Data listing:
-*-

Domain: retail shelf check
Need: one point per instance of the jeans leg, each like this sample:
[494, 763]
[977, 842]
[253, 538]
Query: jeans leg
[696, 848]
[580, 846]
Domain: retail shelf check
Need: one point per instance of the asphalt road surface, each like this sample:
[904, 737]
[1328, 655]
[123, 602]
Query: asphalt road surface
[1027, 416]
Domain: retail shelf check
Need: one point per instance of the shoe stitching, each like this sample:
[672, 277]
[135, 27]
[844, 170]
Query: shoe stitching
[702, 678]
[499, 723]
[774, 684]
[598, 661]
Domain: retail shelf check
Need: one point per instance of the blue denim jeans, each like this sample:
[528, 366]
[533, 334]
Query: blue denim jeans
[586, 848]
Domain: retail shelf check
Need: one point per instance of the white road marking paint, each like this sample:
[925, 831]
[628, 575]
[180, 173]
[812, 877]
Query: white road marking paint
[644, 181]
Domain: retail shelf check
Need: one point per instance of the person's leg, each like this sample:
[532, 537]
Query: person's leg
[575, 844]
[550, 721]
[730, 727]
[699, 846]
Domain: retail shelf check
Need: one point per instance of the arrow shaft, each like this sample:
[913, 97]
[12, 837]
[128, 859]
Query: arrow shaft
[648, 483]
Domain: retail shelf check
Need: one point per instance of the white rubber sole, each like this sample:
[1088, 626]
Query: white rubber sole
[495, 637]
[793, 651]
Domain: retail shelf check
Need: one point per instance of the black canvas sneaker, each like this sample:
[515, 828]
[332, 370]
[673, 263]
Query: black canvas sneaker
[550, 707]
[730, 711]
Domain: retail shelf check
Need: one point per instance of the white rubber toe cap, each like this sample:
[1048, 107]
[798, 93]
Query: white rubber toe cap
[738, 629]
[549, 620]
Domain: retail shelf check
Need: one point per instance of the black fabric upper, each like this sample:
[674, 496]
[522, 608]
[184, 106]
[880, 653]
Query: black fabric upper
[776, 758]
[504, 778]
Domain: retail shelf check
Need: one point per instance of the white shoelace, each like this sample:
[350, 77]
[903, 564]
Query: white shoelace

-*-

Can you write out all of the data above again, line for line and with no changes?

Domain: retail shelf check
Need: one point per instance of the jeans leg, each like this sample:
[494, 763]
[977, 842]
[253, 538]
Query: jeans leg
[696, 848]
[580, 846]
Domain: retail shelf check
Need: one point per instance of the asphalt road surface, each like this sample:
[904, 737]
[1328, 655]
[123, 602]
Query: asphalt road surface
[1027, 416]
Domain: retail shelf check
Need: one point per instance of the shoe stitching, each like this sample:
[672, 277]
[135, 27]
[844, 170]
Query: shoe stitching
[702, 678]
[499, 723]
[774, 684]
[598, 661]
Domain: retail shelf check
Need: one point per instance of the blue denim jeans, each like this sample:
[528, 366]
[533, 334]
Query: blue denim jeans
[586, 848]
Domain: retail shelf check
Need: one point per instance of the white road marking paint, each like this sample:
[925, 831]
[628, 575]
[180, 173]
[812, 877]
Query: white road marking paint
[644, 181]
Domain: retail shelf check
Need: one point per instance of the person's leg, each like this sample:
[532, 537]
Query: person's leg
[575, 844]
[550, 721]
[730, 727]
[699, 846]
Domain: retail shelf check
Need: one point per instance of the arrow shaft, each like this sample:
[913, 97]
[12, 837]
[128, 859]
Query: arrow shaft
[648, 483]
Domain: retail shelf check
Need: one point per instance of the white rubber sole, each like this sample:
[1088, 626]
Query: white rubber sole
[495, 637]
[793, 651]
Domain: retail shelf check
Need: one point per instance of the black canvas sneaker, each like this sample:
[515, 828]
[332, 370]
[673, 263]
Query: black canvas sneaker
[550, 707]
[730, 711]
Domain: retail shelf check
Need: one point per instance of the white rubber toe cap, each like this sample:
[1048, 107]
[798, 93]
Query: white rubber toe cap
[738, 629]
[549, 620]
Domain: retail shelf check
Need: one point per instance of the black fabric upper, each like this sample:
[674, 496]
[522, 608]
[184, 106]
[880, 653]
Query: black fabric upper
[776, 758]
[504, 778]
Domain: retail shelf check
Need: one point per instance of the white shoelace, each like this sample:
[350, 77]
[903, 564]
Query: white shoelace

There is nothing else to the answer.